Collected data
* * *
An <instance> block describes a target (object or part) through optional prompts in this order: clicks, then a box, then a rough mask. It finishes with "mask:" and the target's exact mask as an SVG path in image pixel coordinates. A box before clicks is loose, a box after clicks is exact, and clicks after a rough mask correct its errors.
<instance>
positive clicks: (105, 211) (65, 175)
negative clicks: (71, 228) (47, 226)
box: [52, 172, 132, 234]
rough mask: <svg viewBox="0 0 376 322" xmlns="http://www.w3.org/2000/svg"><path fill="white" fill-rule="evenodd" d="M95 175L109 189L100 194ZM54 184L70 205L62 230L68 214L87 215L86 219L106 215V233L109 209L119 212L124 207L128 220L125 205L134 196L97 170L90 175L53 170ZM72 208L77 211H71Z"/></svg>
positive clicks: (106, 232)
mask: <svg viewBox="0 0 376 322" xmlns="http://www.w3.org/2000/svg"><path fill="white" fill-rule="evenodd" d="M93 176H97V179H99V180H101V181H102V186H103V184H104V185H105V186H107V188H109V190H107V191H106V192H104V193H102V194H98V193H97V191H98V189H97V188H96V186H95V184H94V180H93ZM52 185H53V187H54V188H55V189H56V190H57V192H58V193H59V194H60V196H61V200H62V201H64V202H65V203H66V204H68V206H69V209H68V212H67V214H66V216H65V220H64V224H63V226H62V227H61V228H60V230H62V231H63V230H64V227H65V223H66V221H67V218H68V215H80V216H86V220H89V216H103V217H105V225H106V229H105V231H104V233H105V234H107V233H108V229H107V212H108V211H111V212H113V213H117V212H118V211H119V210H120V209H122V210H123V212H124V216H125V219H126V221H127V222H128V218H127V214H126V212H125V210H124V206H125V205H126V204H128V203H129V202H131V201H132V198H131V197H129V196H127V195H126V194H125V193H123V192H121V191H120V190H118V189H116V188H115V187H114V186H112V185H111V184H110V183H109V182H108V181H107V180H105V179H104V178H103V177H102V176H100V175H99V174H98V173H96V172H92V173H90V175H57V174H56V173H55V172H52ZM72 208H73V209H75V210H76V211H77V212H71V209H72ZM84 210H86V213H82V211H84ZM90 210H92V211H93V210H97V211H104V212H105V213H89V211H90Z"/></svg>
* * *
» To do: From the listing above, copy each line that contains the string "clicks".

» Response below:
An <instance> block describes a target (object or part) through optional prompts in this order: clicks, then a box, then a rough mask. It finishes with "mask:" and the target's exact mask as an SVG path in image pixel coordinates. A box before clicks is loose, a box after clicks is exact, and clicks after a rough mask correct its errors.
positive clicks: (105, 211) (65, 175)
negative clicks: (71, 228) (47, 226)
positive clicks: (106, 232)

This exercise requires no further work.